**What is being asked**
Which lines belong in the answer? Exactly those from the line containing "Category: hiking boot" through the last line of the records below, repeated as written.
Content starts
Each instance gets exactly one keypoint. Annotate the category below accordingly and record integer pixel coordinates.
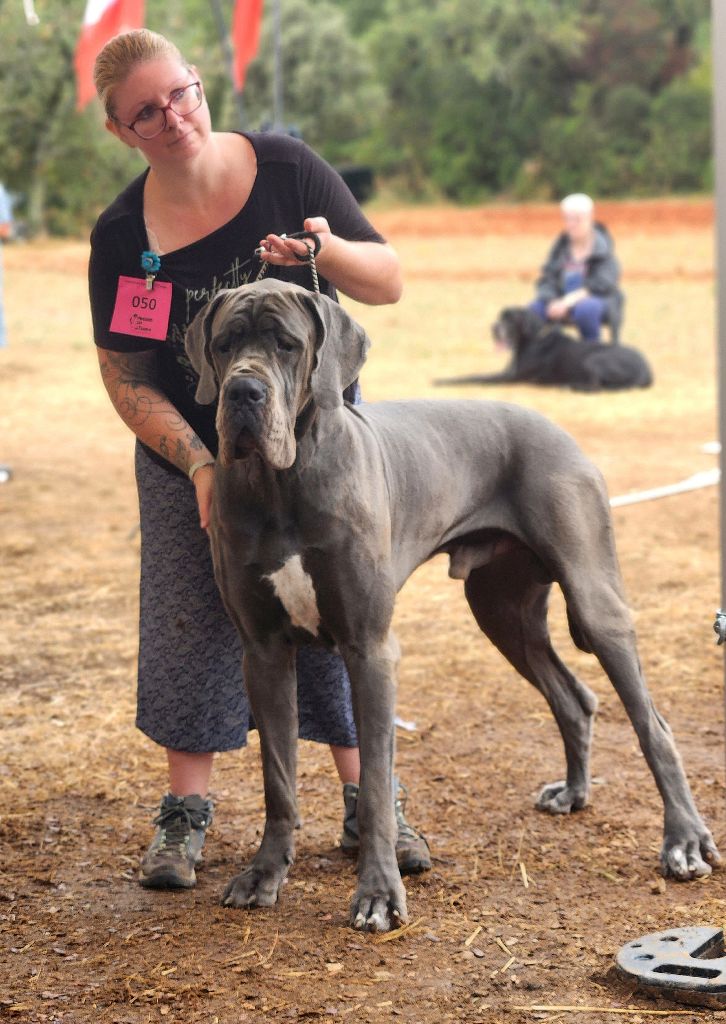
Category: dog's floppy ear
(340, 350)
(197, 342)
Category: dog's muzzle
(244, 401)
(499, 335)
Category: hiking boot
(412, 849)
(176, 848)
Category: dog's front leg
(271, 684)
(379, 903)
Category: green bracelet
(198, 465)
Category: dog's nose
(247, 391)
Content ends
**Task response**
Category: hiking boot
(412, 849)
(176, 848)
Category: dog's front leg
(271, 684)
(379, 903)
Category: green bracelet
(198, 465)
Category: dog's nose
(247, 391)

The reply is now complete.